▸ **Stated task 1**
From the listing below, extract every line that contains the word "background".

▸ **Selected extract**
<<<<

Zack's Kernel News
Zack's Kernel News
Chronicler Zack Brown reports on avoiding bloat in the Kernel that does everything, and particularly odd occurrences of Stardust.
Avoiding Bloat in the Kernel That Does Everything
Sometimes prospective features are useful, and sometimes they're not. Sometimes they're useful, but only to a very specific set of users that somehow straddle the divide between first- and second-class citizens. These special users are the kernel developers themselves.
Steven Rostedt recently posted a patch that would generate a permanent file in the TraceFS filesystem. The file would identify the directory entries (dentries) and their reference counts, for dynamic file creation in the EventFS filesystem. Steven pointed to a recent debugging session where part of the debugging process involved creating such a file. He felt it would be useful for future debugging to have such a file available by default.
There followed a fascinating exchange between Linus Torvalds and Steven. Linus's take on the situation was that "this is neither a bug-fix, nor does it seem to make any sense at all in the main tree. This really feels like a 'temporary debug patch for tracing developers'."
Steven replied that it did seem to be generally useful, because "it can be used to see what's happening internally." He said he'd wrap the feature in an #ifdef
statement, so that developers would be able to use it and other similar resources in the future for easy access to filesystem internals.
But Linus reiterated that this was not a feature he wanted in the kernel. He said:
"Honestly, you copied the pattern from the /proc filesystem.
"The /proc filesystem is widely used and has never had this kind of random debugging code in mainline.
"Seriously, that eventfs_file thing is not worthy of this kind of special debug code.
"That debug code seems to be approaching the same order of size as all the code eventfs_file code itself is.
"There's a point where this kind of stuff just becomes ridiculous. At least wait until there's a *reason* to debug a simple linked list of objects.
"If you have a hard time figuring out what the eventfs entries are, maybe you should just have made 'iterate_shared' show them, and then you could use fancy tools like 'ls' to see what the heck is up in that directory?"
Steven replied that he hadn't actually copied the code from the /proc
filesystem, though he acknowledged there were similarities. He said, "I tried to look at how /proc does things and I couldn't really use it as easily, because proc uses its own set of 'proc_ops', and I had some different requirements."
But in terms of Linus's suggestion of a simpler way to see the EventFS entries, Steven replied, "I was more interested in what did not exist than what existed. I wanted to make sure that things were cleaned up properly. One of my tests that I used was to do a: find /sys/kernel/tracing/events, and then run my ring_buffer memory size stress test (that keeps increasing the size of the ring buffer to make sure it fails safely when it runs out of memory). Then I check to make sure all the unused dentries and inodes were reclaimed nicely, as they hang around until a reclaim is made."
However, Steven saw which way the wind was blowing and didn't intend to get blood on his sword over a potentially useful debugging patch. He asked, "Are you entirely against this file, or is it fine if it's just wrapped around an CONFIG_EVENTFS_DEBUG?"
Linus explained:
"I think [it's] extra code that we'd carry around – probably for much too long – with absolutely _zero_ indication that it's actually worth it.
"Not worth asking people about, but also not worth carrying around.
"You worry about bugs in it now, because it's new code. That's normal. That doesn't make your debug interface worth any kind of future.
"Keep it around as a private patch. Send it out to people if there are actual issues that might indicate this debug support would help. And if it has shown itself to be useful several times, at that point you have an argument for the code.

>>>>

▸ **Provided entries**
<<<<

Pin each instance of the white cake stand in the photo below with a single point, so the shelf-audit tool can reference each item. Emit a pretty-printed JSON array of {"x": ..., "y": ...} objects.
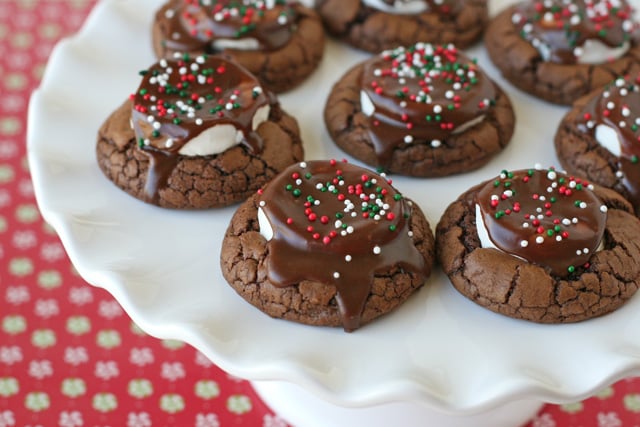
[{"x": 438, "y": 351}]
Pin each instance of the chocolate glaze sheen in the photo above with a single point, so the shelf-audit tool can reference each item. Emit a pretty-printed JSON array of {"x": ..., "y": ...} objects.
[
  {"x": 565, "y": 26},
  {"x": 337, "y": 224},
  {"x": 421, "y": 95},
  {"x": 618, "y": 107},
  {"x": 441, "y": 6},
  {"x": 179, "y": 99},
  {"x": 543, "y": 216},
  {"x": 193, "y": 25}
]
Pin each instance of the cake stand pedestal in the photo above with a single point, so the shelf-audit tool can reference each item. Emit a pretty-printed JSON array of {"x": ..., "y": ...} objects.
[{"x": 303, "y": 409}]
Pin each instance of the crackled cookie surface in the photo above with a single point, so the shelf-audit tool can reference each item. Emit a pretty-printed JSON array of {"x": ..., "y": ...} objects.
[
  {"x": 422, "y": 110},
  {"x": 327, "y": 243},
  {"x": 541, "y": 245},
  {"x": 281, "y": 42},
  {"x": 199, "y": 132},
  {"x": 560, "y": 50},
  {"x": 376, "y": 25},
  {"x": 600, "y": 138}
]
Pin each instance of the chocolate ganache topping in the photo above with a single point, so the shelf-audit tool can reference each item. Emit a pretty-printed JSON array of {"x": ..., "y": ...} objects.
[
  {"x": 337, "y": 224},
  {"x": 195, "y": 106},
  {"x": 617, "y": 108},
  {"x": 213, "y": 25},
  {"x": 421, "y": 95},
  {"x": 577, "y": 31},
  {"x": 544, "y": 216},
  {"x": 416, "y": 6}
]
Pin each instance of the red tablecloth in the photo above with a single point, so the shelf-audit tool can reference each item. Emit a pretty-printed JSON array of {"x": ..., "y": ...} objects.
[{"x": 69, "y": 355}]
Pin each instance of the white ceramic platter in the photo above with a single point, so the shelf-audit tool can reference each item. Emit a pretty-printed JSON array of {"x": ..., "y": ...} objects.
[{"x": 163, "y": 266}]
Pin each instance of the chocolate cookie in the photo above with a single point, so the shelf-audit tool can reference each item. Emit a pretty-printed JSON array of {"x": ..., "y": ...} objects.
[
  {"x": 542, "y": 246},
  {"x": 327, "y": 243},
  {"x": 376, "y": 25},
  {"x": 281, "y": 42},
  {"x": 560, "y": 51},
  {"x": 598, "y": 138},
  {"x": 424, "y": 110},
  {"x": 198, "y": 133}
]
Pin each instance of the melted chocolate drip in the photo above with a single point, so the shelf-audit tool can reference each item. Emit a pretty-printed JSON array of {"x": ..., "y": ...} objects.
[
  {"x": 191, "y": 26},
  {"x": 618, "y": 107},
  {"x": 178, "y": 100},
  {"x": 543, "y": 216},
  {"x": 564, "y": 26},
  {"x": 337, "y": 224},
  {"x": 423, "y": 93}
]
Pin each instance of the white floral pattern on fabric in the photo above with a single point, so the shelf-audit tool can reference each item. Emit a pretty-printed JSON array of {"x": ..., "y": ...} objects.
[{"x": 69, "y": 354}]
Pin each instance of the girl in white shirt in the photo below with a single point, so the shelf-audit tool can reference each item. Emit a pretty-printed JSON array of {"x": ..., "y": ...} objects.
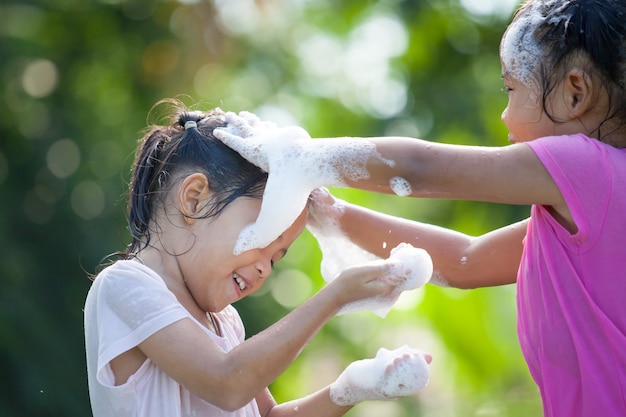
[{"x": 162, "y": 338}]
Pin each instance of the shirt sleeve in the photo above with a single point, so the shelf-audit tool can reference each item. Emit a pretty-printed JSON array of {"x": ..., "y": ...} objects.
[
  {"x": 133, "y": 303},
  {"x": 580, "y": 168}
]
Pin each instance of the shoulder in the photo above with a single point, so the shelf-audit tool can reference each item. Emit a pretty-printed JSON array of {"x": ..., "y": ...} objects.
[{"x": 128, "y": 281}]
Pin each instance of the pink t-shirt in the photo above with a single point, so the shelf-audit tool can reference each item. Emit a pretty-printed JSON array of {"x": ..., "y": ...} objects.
[
  {"x": 127, "y": 303},
  {"x": 572, "y": 287}
]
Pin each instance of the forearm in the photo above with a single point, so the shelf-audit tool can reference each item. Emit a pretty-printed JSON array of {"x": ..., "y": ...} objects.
[
  {"x": 267, "y": 354},
  {"x": 460, "y": 260},
  {"x": 314, "y": 405}
]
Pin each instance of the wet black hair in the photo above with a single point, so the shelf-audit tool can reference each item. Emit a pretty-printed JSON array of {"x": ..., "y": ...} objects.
[
  {"x": 169, "y": 152},
  {"x": 592, "y": 29}
]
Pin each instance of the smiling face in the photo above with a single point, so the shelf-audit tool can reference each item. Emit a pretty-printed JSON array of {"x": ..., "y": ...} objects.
[
  {"x": 216, "y": 277},
  {"x": 524, "y": 115}
]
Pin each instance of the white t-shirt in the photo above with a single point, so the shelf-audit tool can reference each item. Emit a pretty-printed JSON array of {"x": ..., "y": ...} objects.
[{"x": 127, "y": 303}]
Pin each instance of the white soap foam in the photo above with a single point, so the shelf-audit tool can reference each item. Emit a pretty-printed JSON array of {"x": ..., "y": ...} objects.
[
  {"x": 520, "y": 53},
  {"x": 412, "y": 265},
  {"x": 390, "y": 375},
  {"x": 296, "y": 168},
  {"x": 400, "y": 186}
]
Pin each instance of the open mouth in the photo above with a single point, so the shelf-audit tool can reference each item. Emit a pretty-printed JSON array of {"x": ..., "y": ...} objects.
[{"x": 240, "y": 282}]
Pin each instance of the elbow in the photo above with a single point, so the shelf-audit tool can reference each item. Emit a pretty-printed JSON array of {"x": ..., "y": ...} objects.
[{"x": 230, "y": 395}]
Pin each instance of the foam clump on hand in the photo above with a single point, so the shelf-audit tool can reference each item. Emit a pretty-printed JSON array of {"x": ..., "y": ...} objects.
[
  {"x": 390, "y": 375},
  {"x": 296, "y": 165}
]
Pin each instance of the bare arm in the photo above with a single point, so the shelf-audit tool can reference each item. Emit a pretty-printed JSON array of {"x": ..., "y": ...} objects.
[
  {"x": 462, "y": 261},
  {"x": 510, "y": 174},
  {"x": 316, "y": 404}
]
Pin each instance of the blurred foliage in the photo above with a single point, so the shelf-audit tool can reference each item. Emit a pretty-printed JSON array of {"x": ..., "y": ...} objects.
[{"x": 77, "y": 81}]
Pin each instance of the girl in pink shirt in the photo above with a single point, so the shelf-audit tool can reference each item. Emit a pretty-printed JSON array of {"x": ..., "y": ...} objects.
[{"x": 564, "y": 68}]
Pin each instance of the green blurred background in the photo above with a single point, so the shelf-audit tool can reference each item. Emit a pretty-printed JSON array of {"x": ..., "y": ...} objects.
[{"x": 77, "y": 79}]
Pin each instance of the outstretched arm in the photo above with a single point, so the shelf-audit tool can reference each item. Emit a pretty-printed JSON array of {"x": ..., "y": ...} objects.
[
  {"x": 459, "y": 260},
  {"x": 390, "y": 375},
  {"x": 413, "y": 167}
]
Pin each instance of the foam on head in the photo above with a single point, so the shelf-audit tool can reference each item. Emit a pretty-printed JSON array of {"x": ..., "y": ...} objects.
[
  {"x": 400, "y": 186},
  {"x": 390, "y": 375},
  {"x": 408, "y": 267},
  {"x": 296, "y": 167},
  {"x": 520, "y": 53}
]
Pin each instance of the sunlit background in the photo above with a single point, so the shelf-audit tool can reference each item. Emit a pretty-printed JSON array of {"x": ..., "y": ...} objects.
[{"x": 77, "y": 81}]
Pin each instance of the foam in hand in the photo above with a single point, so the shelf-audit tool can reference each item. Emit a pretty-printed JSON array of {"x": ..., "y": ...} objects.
[
  {"x": 413, "y": 265},
  {"x": 390, "y": 375}
]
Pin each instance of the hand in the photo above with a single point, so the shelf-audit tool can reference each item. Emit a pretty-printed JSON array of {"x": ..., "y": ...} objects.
[
  {"x": 255, "y": 139},
  {"x": 389, "y": 376},
  {"x": 324, "y": 211},
  {"x": 296, "y": 165},
  {"x": 407, "y": 268}
]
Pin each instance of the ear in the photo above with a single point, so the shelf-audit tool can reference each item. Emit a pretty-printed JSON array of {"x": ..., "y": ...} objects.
[
  {"x": 193, "y": 194},
  {"x": 577, "y": 92}
]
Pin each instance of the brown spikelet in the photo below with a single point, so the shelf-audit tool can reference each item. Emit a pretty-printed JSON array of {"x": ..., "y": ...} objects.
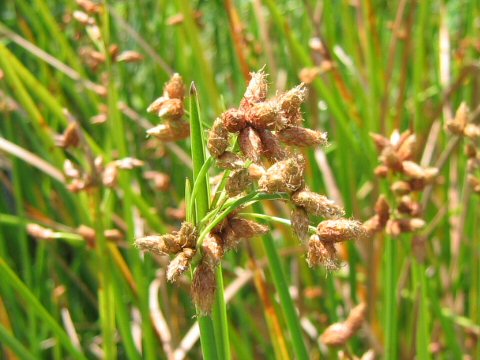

>>>>

▸ **Stated task 2**
From the kernel news article above, extract the passage from "There followed a" up to and including "to filesystem internals.".

▸ **Solution 1**
Pin each instance of the green blurred background in the photo above with a single point, so the shelf-audit tool can reference each item. Emit a pretty-printed JSON array of {"x": ..., "y": ...} objects.
Pin each instance of the sunlit background in the photo above with a single point, so the shelf-audit tool can reference each item. Emit a pretty-printed JSON array of {"x": ..., "y": ...} objects.

▸ **Solution 2**
There followed a fascinating exchange between Linus Torvalds and Steven. Linus's take on the situation was that "this is neither a bug-fix, nor does it seem to make any sense at all in the main tree. This really feels like a 'temporary debug patch for tracing developers'."
Steven replied that it did seem to be generally useful, because "it can be used to see what's happening internally." He said he'd wrap the feature in an #ifdef
statement, so that developers would be able to use it and other similar resources in the future for easy access to filesystem internals.